#### [What the task requires]
Copy out all of the entries below in full, shifting every coordinate in the answers up by 85. Leave all other numbers as they are.

begin

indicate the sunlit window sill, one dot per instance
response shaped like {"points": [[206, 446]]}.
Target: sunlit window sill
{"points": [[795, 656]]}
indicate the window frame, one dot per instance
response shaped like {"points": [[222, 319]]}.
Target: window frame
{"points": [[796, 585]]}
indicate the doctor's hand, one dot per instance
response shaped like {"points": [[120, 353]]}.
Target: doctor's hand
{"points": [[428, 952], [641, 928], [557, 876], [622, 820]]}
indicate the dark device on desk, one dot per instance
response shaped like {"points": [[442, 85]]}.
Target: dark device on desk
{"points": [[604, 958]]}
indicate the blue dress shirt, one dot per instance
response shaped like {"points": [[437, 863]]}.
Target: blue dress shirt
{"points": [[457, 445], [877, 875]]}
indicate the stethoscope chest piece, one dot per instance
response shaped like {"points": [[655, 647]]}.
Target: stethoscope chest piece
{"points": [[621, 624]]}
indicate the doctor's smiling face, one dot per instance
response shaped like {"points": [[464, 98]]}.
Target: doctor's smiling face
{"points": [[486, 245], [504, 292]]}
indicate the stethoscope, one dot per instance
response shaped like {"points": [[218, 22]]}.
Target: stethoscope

end

#### [Expected answer]
indicate the sunlit window sill, one dot per instance
response shaped like {"points": [[206, 446]]}.
Target: sunlit window sill
{"points": [[880, 741]]}
indicate the window frame, one dot per instance
response shaped like {"points": [[222, 319]]}.
Target: window frame
{"points": [[881, 670]]}
indicate the doctor's hand, one dot per instance
response shaped like {"points": [[120, 353]]}.
Target: doctor's hand
{"points": [[513, 1037], [726, 1013], [642, 961], [707, 905]]}
indicate the dark device on desk, one dot per instance
response shaped like {"points": [[442, 85]]}.
Target: dark device on desk
{"points": [[689, 1043]]}
indicate the blue dress shirt, one dot per instance
response shaped like {"points": [[437, 863]]}.
Target: blue dress shirt
{"points": [[542, 530], [962, 960]]}
indicate the stethoscope chest piece, one dot per instance
response shaped like {"points": [[655, 647]]}.
Target: stethoscope chest piece
{"points": [[706, 709]]}
indicate the doctor's smiling face, one dot per instance
response shaped like {"points": [[464, 98]]}.
Target: doctor's smiling face
{"points": [[571, 330], [589, 377]]}
indicate the stethoscope, one dot per instance
response shaped like {"points": [[218, 22]]}.
Target: stethoscope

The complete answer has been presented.